## What you have to do
Rewrite the records, starting at the line that contains "point: stone pavement" and continuing through the end of the records. Replace "umbrella" with "parasol" and leave everything else unchanged.

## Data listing
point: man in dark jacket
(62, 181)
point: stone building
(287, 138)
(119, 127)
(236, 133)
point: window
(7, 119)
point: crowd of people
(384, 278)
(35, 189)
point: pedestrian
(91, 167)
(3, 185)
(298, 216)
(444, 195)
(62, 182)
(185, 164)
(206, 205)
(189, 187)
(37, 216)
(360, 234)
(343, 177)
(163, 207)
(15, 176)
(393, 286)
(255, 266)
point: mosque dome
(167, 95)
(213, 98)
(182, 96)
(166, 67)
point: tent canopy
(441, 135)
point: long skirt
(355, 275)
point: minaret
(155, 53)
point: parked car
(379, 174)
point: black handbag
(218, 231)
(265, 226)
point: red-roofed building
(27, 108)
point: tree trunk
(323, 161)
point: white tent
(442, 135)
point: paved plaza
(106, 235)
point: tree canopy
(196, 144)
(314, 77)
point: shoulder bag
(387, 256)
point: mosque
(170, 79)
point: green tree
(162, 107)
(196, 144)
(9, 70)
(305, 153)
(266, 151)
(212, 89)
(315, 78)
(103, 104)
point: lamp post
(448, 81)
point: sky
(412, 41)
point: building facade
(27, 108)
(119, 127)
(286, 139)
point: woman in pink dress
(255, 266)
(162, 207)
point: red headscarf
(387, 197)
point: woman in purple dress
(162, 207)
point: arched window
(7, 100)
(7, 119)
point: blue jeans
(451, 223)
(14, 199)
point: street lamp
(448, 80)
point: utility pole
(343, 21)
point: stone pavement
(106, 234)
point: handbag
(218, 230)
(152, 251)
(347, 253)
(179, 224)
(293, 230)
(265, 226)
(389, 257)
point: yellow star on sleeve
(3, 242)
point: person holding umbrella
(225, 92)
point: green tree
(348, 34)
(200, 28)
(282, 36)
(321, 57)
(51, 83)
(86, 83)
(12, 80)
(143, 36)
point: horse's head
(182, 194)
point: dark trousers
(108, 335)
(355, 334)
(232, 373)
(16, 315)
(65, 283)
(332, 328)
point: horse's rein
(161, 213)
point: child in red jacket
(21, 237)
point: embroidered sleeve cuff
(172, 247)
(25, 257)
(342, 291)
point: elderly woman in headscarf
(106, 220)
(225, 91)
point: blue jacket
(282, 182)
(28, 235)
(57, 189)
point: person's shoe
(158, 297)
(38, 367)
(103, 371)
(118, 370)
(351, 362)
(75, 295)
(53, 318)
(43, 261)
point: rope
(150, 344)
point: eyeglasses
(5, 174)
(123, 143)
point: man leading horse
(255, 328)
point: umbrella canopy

## Task response
point: stone pavement
(106, 234)
point: handbag
(218, 230)
(152, 251)
(347, 253)
(179, 224)
(293, 230)
(265, 226)
(389, 257)
point: yellow star on sleeve
(3, 242)
point: person holding parasol
(225, 92)
point: green tree
(348, 34)
(200, 28)
(282, 36)
(321, 57)
(51, 83)
(86, 83)
(12, 80)
(143, 36)
point: horse's head
(182, 194)
point: dark trousers
(108, 335)
(355, 334)
(232, 373)
(16, 315)
(65, 283)
(332, 328)
point: horse's rein
(161, 213)
point: child in red jacket
(21, 237)
point: embroidered sleeve cuff
(172, 247)
(25, 257)
(342, 291)
point: elderly woman in headscarf
(106, 220)
(225, 91)
point: blue jacket
(282, 182)
(28, 235)
(57, 189)
point: person's shoe
(158, 297)
(38, 367)
(103, 371)
(118, 370)
(351, 362)
(75, 295)
(53, 318)
(43, 261)
point: rope
(150, 344)
point: eyeglasses
(5, 174)
(123, 143)
point: man leading horse
(255, 328)
point: parasol canopy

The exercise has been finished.